[Work to complete]:
Select each line in the data below that contains the word "striped", and copy those lines. Case counts.

[Material supplied]:
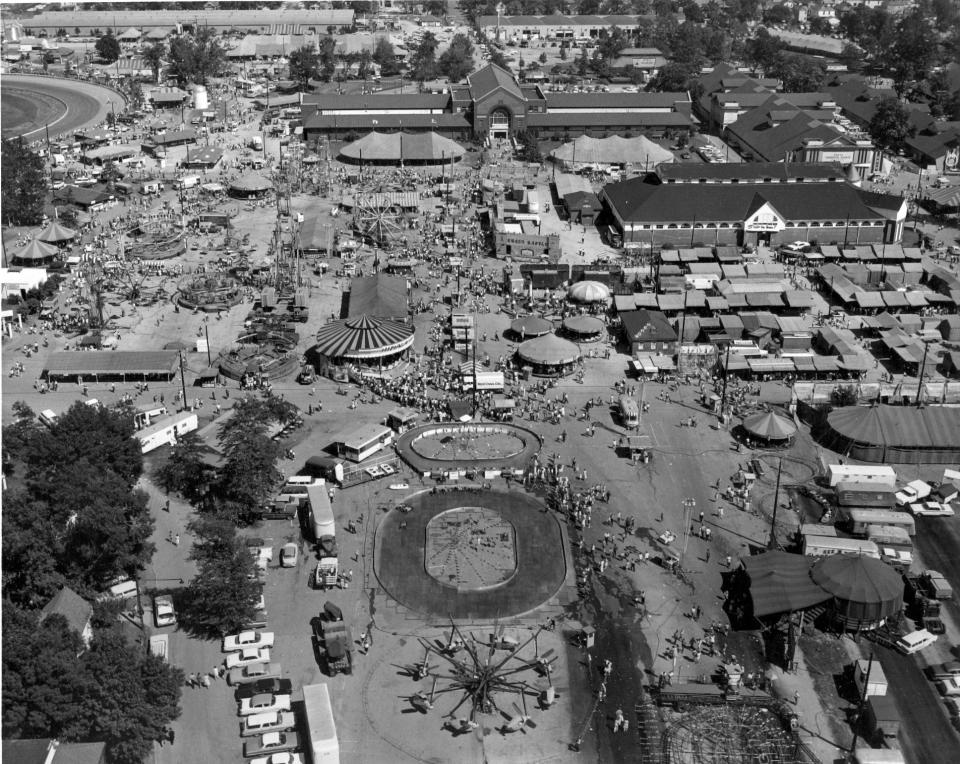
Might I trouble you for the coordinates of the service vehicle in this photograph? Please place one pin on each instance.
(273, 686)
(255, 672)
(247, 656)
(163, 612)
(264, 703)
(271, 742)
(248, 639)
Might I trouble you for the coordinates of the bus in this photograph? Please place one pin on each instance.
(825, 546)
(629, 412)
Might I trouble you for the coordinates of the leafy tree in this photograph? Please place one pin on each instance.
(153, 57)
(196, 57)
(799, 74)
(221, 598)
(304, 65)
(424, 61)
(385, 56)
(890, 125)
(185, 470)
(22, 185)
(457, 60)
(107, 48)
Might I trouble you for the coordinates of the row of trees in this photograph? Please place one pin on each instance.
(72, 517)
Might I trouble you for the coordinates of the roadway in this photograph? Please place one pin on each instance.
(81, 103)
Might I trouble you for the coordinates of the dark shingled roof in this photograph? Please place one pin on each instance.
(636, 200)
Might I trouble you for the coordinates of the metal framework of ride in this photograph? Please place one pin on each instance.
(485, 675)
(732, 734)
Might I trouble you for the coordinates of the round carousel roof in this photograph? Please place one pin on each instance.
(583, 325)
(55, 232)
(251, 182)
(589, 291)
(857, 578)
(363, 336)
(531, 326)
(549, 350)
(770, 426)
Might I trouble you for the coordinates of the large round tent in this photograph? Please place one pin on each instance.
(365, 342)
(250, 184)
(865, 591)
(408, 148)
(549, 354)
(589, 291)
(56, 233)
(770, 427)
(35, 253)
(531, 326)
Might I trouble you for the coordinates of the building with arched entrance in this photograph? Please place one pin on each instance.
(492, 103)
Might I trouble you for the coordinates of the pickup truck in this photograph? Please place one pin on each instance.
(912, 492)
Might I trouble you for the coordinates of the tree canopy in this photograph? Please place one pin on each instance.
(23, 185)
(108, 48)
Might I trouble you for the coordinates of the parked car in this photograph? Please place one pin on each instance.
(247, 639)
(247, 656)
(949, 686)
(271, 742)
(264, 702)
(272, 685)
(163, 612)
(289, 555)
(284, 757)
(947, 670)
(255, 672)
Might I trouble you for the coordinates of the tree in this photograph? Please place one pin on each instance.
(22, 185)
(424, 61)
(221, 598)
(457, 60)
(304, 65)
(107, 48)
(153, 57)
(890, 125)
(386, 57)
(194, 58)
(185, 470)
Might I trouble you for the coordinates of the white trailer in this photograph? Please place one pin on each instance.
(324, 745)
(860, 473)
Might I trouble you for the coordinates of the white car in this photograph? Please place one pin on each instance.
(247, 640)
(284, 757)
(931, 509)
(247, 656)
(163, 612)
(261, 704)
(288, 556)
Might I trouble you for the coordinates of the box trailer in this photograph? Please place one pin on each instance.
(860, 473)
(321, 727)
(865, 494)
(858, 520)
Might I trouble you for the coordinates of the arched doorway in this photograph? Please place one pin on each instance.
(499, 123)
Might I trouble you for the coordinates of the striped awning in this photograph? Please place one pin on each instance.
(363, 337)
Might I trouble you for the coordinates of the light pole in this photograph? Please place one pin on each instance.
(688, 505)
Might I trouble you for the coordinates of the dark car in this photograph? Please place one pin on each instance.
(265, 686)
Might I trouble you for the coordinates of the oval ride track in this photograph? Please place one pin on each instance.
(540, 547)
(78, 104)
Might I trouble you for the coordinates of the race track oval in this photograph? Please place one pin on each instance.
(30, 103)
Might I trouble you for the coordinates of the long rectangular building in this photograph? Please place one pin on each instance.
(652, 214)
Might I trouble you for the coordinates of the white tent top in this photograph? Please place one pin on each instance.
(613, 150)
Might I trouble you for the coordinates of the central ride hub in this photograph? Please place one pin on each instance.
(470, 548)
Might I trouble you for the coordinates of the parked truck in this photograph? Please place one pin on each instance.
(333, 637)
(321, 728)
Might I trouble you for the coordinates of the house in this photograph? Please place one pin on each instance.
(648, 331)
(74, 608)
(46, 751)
...
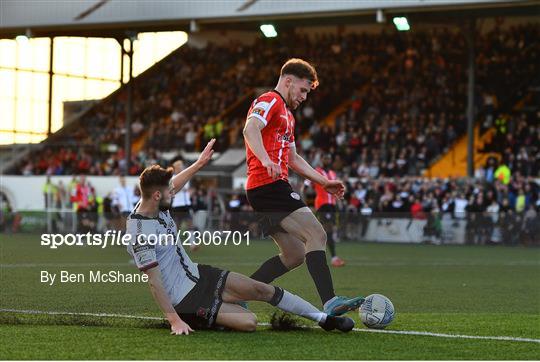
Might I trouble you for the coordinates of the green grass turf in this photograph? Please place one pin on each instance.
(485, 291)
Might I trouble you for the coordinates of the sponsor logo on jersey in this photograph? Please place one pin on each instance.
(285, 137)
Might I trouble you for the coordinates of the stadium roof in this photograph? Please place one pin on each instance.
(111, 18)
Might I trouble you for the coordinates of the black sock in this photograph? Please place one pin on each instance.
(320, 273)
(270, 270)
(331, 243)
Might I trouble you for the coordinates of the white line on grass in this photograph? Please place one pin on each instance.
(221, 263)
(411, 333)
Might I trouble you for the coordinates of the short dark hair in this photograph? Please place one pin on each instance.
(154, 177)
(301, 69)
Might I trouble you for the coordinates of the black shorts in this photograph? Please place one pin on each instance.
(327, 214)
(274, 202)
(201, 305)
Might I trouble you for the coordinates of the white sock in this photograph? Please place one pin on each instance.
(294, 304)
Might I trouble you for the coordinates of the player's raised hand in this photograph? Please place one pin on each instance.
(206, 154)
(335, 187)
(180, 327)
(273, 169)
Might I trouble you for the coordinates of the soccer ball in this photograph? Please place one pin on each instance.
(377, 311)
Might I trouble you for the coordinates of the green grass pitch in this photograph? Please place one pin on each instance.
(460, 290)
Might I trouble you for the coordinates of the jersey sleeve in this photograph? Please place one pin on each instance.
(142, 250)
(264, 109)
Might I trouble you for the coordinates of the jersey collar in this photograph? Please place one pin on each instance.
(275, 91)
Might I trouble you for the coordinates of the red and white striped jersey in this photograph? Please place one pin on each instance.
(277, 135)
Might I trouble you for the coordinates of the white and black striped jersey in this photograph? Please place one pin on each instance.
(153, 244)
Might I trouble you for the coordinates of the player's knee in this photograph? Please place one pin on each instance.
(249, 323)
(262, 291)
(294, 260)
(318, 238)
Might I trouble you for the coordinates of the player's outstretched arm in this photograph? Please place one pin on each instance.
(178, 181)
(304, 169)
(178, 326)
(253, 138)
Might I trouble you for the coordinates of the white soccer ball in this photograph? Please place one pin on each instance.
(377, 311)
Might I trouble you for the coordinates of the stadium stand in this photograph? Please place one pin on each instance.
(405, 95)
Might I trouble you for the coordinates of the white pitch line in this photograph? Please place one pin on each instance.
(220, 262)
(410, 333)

[Written reply]:
Might I trouble you for the coordinates of the striped awning in this photograph? Please place one pin on each instance.
Might I trouble you for the coordinates of the red and white striped jersey in this photograph? Please place one pin on each instance.
Might I trouble you for the coordinates of the white and black striped jersey in this photograph? Please place one pin on each instance.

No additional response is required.